### Written request
Copy every line of the items below, substituting "mountain" for "hill" wherever it occurs and keeping everything else the same.

### Data rows

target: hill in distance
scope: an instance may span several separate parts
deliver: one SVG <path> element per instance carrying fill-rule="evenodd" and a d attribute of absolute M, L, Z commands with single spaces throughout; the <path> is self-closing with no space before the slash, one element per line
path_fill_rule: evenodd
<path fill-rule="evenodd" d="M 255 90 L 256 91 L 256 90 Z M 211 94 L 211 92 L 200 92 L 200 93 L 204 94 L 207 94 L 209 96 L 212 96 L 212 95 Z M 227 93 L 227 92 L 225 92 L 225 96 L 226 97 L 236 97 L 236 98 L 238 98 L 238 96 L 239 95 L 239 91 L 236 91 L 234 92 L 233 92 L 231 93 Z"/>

### Written reply
target: mountain in distance
scope: an instance may span several separate parts
deliver: one SVG <path> element per instance carrying fill-rule="evenodd" and a d attribute of absolute M, L, Z commands with single spaces throughout; the <path> is self-closing with no space before the slash, one element per line
path_fill_rule: evenodd
<path fill-rule="evenodd" d="M 255 90 L 256 91 L 256 90 Z M 211 94 L 211 92 L 200 92 L 200 93 L 204 94 L 207 94 L 209 96 L 212 96 L 212 95 Z M 227 93 L 227 92 L 225 92 L 225 96 L 226 97 L 236 97 L 236 98 L 238 98 L 238 96 L 239 95 L 239 91 L 236 91 L 234 92 L 233 92 L 231 93 Z"/>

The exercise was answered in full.